## [EXCERPT]
.....

On Fri, Apr 18, 2008 at 7:13 PM, Scott Taylor
<[EMAIL PROTECTED]> wrote:
>
> On Apr 18, 2008, at 5:14 PM, Rick DeNatale wrote:
>
> > Some have probably already discovered this but I've been working
> > through some ui stories, using the rails integration test stuff.
> >
> > I had a story where one very used step was failing in one place. The
> > failing expectation looked like this:
> >
> > response.should have_tag("tr.group_info_row td",group_title)
> >
> > I wanted to look at the response, but only for the case which was
> > failing, so I changed this to:
> >
> > debugger unless have_tag("tr.group_info_row
> > td",group_title).matches?(response)
> > response.should have_tag("tr.group_info_row td",group_title)
> >
> > And rdebug broke right before the expectation would have thrown its
> > exception, and I could see the problem, which was an earlier step
> > which had checked that the request had redirected without following
> > the redirect.

.....

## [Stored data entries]
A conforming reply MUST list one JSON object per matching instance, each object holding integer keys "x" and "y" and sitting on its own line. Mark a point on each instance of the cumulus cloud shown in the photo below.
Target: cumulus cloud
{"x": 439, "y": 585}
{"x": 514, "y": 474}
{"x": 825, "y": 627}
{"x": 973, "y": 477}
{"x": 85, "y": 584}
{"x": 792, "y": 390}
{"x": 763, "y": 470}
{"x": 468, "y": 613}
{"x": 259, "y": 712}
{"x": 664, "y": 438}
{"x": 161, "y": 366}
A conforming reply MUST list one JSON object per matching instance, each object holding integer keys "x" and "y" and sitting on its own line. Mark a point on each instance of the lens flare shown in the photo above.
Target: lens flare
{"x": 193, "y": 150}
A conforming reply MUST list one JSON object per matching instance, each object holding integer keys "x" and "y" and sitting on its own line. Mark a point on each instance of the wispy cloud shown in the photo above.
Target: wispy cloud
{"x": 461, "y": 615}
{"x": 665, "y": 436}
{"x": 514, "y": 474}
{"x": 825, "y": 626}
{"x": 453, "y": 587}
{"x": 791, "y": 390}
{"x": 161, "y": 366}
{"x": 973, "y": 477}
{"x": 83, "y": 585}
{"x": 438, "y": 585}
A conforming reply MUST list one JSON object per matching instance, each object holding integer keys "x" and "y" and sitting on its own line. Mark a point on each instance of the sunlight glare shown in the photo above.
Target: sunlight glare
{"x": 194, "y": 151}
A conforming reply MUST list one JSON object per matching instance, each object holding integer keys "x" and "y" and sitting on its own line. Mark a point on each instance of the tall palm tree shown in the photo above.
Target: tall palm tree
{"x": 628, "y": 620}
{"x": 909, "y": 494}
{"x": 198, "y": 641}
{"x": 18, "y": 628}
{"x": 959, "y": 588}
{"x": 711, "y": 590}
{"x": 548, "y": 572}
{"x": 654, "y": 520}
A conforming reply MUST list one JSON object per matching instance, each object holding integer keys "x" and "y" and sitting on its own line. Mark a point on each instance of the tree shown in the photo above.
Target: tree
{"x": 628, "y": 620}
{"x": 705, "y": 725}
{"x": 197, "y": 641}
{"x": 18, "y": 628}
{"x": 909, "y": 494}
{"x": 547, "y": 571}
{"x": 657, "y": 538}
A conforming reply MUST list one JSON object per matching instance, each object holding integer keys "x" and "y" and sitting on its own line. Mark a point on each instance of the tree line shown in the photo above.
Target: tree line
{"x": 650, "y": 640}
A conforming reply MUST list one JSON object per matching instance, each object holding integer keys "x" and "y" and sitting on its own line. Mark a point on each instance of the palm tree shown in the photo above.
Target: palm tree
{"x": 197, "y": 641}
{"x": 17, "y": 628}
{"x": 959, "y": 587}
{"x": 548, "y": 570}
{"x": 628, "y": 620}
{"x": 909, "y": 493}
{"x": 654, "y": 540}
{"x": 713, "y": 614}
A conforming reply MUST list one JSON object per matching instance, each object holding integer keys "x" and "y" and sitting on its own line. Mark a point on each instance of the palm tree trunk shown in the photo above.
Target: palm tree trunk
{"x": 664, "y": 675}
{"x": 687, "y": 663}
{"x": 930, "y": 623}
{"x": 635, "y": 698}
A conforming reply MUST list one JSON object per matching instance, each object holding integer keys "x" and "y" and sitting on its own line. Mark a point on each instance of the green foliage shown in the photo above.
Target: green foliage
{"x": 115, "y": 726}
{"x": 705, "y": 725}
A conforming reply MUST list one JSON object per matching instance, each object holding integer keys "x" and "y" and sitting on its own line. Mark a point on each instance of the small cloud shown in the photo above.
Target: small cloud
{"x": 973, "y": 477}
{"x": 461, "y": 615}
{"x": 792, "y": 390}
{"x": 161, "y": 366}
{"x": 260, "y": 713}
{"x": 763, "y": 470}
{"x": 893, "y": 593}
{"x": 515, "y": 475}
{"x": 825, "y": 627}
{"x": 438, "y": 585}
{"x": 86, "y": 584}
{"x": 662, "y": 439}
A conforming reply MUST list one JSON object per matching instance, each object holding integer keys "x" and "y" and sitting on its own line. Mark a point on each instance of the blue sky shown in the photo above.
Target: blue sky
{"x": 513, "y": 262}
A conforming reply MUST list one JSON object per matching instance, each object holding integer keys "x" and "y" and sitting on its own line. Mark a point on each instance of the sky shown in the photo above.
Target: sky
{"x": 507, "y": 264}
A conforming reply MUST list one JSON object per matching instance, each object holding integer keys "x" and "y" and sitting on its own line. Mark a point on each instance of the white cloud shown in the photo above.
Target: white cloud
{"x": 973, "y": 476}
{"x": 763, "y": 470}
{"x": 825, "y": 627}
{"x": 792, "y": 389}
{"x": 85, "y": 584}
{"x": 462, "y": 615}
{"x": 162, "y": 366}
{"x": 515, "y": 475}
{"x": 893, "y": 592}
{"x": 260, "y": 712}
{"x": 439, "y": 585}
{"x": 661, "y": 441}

.....

## [WHAT YOU WILL DO]
(a) In the email about debugging rails stories, update the stretch from "On Fri, Apr" through "integration test stuff." so that "ui stories" becomes "interface stories".
(b) According to the email about debugging rails stories, what turned out to be the real problem behind the failing step?
(c) Resume the email about debugging rails stories from where it stops.

## [RESPONSES FOR EACH TASK]
(a)
On Fri, Apr 18, 2008 at 7:13 PM, Scott Taylor
<[EMAIL PROTECTED]> wrote:
>
> On Apr 18, 2008, at 5:14 PM, Rick DeNatale wrote:
>
> > Some have probably already discovered this but I've been working
> > through some interface stories, using the rails integration test stuff.

(b) An earlier step had checked that the request had redirected without following the redirect.

(c)
>
> Yeah - I use this all the time. I have a textmate snippet called
> debug(tab) which inserts the following:
>
> require "rubygems"; require "ruby-debug"; debugger
>
> This allows me to use it in all sort of contexts - migrations, outside
> of rails projects, in failing test cases, etc.
+1 Its awesome.
I also use intellij Idea, which has a console. The console does IO
with the debugger.
Whats cool is I can click or use a shortcut to jump to the file + line
link that the debugger gives.
>
> It should be noted that in other languages (like Smalltalk and lisp)
> the debugger pops up automatically when a test case fails.
>
> I don't know why this technique has never picked up and become popular.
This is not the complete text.